Segment Start: Working data

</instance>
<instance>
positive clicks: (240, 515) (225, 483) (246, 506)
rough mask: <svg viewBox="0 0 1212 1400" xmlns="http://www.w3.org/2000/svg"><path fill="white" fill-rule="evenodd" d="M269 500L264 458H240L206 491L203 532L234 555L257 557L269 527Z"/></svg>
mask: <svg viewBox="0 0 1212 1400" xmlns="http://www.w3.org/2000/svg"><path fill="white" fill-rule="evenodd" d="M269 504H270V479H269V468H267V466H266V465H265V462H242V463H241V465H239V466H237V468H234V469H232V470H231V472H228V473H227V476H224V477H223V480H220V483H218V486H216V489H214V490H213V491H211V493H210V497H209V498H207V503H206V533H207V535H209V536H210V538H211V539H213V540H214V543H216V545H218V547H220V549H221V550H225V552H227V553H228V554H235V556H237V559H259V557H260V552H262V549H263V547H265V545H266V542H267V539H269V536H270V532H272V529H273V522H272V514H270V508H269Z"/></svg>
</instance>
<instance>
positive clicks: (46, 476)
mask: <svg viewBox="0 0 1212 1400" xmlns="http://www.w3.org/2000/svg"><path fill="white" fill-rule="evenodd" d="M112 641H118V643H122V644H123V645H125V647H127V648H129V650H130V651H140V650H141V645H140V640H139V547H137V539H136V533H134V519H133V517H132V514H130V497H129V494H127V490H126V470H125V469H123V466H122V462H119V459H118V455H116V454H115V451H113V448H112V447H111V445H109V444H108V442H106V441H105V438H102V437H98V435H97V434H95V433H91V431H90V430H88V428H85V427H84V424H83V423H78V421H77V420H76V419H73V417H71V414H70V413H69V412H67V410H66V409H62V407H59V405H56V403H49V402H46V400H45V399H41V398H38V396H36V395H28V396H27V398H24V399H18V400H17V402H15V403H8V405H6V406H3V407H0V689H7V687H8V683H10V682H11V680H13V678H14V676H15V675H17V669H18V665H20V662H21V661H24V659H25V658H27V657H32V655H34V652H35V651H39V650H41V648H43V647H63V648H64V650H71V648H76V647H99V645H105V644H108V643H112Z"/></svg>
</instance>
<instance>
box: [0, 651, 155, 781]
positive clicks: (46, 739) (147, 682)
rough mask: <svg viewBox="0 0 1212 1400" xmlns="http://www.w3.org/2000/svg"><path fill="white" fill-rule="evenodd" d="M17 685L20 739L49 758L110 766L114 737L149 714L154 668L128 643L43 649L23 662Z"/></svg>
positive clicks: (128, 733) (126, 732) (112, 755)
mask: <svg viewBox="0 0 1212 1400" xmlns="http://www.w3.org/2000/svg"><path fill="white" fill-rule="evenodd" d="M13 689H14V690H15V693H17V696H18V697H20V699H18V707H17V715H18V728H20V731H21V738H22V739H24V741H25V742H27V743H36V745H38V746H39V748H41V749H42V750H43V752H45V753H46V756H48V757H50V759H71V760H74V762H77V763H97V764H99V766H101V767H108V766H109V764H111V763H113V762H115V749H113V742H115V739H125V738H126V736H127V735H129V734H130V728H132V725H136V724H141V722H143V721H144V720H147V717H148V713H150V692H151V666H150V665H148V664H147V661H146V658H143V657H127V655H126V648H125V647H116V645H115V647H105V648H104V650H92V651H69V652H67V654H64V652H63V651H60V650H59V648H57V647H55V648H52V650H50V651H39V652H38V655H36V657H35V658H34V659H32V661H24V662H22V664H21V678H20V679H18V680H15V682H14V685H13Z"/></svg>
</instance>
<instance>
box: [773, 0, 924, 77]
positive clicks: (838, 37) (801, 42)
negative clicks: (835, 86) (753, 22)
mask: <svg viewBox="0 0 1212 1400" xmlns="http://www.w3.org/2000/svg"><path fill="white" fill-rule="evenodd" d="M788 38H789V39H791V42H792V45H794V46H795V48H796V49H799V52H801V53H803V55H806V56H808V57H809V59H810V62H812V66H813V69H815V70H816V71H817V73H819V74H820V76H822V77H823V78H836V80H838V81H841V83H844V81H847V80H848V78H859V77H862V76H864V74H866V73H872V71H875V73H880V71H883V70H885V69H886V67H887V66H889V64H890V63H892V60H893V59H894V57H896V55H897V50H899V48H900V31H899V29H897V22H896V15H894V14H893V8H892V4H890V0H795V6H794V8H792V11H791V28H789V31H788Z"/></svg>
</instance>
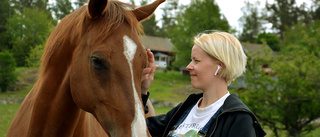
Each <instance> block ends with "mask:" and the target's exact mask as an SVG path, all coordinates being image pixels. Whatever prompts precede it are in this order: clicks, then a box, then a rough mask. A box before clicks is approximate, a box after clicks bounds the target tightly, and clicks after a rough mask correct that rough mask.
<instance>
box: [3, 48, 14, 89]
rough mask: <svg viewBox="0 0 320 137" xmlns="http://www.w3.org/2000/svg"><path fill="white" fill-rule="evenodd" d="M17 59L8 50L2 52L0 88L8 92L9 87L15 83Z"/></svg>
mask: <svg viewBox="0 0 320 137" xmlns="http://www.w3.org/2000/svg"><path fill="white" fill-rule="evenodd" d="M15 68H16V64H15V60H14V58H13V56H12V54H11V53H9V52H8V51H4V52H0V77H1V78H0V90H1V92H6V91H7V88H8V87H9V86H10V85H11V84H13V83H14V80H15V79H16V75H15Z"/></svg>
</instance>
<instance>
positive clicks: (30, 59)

Segment End: Working data
Segment Start: Working data

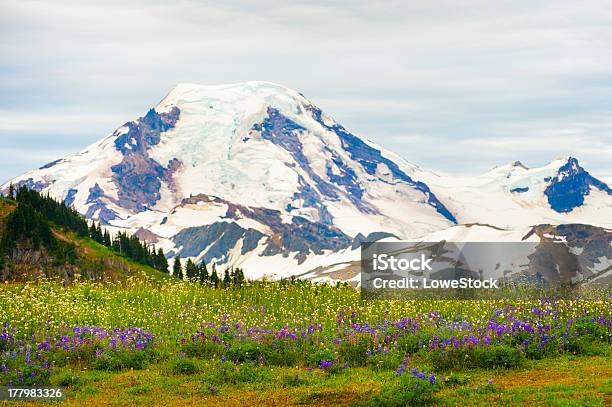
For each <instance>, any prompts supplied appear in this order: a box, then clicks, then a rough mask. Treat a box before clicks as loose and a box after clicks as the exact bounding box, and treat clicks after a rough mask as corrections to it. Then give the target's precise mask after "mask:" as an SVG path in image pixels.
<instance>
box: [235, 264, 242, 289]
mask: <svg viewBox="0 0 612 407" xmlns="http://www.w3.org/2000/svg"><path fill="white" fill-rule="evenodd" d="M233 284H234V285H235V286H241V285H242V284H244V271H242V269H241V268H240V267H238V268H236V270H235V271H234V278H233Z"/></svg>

Segment End: Working data
Segment Start: Working data

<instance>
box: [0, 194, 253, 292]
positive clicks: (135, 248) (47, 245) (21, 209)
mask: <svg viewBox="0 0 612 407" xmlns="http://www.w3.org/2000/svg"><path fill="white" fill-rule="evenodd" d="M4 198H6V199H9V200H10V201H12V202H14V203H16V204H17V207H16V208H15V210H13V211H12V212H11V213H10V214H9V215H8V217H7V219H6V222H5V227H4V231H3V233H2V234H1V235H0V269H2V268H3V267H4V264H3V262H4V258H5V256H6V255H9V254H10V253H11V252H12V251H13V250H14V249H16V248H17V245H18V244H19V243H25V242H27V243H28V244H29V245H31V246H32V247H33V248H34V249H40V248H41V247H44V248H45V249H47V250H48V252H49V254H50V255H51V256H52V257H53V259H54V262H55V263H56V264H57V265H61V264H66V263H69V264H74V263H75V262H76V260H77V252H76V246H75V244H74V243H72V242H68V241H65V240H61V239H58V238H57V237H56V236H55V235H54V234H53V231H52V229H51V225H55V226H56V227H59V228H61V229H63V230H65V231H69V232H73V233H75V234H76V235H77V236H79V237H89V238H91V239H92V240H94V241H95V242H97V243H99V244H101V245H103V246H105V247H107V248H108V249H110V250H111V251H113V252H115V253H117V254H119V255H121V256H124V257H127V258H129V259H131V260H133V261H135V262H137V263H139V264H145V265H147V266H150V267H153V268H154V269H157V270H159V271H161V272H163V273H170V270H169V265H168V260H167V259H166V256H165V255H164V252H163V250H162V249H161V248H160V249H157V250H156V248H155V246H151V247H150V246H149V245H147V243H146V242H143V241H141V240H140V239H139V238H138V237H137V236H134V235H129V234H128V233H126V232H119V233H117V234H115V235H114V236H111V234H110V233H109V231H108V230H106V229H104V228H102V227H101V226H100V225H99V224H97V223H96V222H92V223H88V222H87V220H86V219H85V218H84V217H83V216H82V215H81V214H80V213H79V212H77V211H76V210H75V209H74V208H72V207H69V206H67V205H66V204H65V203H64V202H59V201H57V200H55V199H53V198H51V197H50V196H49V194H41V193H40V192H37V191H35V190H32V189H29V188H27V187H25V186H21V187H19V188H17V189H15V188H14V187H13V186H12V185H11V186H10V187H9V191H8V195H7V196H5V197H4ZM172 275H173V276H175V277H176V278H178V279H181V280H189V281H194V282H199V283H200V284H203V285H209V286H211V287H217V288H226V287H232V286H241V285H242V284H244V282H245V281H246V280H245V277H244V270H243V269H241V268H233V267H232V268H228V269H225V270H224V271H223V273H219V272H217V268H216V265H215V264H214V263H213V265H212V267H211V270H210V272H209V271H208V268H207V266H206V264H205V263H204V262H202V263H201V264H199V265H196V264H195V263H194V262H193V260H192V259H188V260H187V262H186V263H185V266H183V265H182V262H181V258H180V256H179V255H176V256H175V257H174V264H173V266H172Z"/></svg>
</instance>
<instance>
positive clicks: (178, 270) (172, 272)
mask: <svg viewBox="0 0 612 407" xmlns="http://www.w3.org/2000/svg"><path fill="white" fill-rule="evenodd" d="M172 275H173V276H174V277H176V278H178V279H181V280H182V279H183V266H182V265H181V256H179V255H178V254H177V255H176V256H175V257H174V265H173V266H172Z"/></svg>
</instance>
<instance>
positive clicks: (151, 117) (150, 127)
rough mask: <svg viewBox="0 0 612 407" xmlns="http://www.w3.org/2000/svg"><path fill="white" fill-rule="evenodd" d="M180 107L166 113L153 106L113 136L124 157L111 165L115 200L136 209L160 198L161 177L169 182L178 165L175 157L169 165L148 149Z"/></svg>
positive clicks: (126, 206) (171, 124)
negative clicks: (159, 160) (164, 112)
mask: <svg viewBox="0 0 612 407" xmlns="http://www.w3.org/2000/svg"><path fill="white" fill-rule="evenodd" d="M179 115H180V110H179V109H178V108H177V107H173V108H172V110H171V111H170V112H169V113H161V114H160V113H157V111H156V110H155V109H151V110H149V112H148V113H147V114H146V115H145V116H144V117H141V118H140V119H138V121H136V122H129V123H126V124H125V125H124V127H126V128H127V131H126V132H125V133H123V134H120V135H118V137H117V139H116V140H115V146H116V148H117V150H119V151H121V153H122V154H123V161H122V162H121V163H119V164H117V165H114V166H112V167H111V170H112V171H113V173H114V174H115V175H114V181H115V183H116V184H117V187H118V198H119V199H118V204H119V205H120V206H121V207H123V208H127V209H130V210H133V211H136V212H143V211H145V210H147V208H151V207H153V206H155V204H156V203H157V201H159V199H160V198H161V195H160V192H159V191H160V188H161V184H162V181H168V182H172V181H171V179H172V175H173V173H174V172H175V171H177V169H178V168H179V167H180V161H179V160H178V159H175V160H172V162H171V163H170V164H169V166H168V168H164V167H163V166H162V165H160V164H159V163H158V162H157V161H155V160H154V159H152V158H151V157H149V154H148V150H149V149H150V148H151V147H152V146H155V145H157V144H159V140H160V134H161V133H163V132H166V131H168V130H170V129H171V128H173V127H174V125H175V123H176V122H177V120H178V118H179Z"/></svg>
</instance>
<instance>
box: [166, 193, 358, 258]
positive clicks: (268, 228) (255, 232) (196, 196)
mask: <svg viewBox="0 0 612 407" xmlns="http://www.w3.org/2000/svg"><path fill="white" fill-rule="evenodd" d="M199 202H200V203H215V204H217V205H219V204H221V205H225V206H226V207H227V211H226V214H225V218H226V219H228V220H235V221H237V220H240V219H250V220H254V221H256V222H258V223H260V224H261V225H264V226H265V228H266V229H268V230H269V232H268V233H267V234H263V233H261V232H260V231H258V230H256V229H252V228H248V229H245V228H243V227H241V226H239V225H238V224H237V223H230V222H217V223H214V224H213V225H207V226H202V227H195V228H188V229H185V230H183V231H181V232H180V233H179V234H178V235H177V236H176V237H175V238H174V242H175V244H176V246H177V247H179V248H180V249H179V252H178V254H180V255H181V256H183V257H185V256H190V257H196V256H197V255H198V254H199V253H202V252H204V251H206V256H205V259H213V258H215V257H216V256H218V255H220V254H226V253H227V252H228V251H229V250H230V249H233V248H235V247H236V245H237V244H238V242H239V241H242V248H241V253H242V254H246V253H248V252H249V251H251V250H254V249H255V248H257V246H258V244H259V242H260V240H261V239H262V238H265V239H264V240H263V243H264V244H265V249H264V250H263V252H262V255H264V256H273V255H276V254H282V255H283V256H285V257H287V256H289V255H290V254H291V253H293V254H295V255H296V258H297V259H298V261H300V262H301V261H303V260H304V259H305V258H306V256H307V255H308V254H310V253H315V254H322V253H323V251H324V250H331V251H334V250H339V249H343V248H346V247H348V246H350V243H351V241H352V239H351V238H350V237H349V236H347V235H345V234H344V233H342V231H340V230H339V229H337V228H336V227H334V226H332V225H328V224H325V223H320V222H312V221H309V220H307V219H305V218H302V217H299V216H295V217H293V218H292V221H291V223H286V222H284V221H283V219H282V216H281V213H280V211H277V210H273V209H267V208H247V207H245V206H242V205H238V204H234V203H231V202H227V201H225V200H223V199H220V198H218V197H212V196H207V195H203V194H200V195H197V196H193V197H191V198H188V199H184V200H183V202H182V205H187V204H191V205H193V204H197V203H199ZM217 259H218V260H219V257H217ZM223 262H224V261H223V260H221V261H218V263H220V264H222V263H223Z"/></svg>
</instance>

Segment End: Working data

Pick out every line of the records above that contains the string "target" and copy each one in full.

> **Task answer**
Each <instance> block ends with "mask:" and the target's exact mask as an SVG path, all coordinates being image pixels. Whatever prompts precede it are in this order: clicks, then a box, then a rough mask. A box before clicks is approximate, a box after clicks bounds the target tightly, and clicks after a rough mask correct that rough mask.
For each <instance>, any prompts supplied appear in this order: a box, then clicks, then a rough mask. Treat a box before clicks as loose and a box after clicks as the exact bounding box, and treat clicks after a rough mask as corrections to it. Then give the target's precise mask after "mask:" as an SVG path in image pixels.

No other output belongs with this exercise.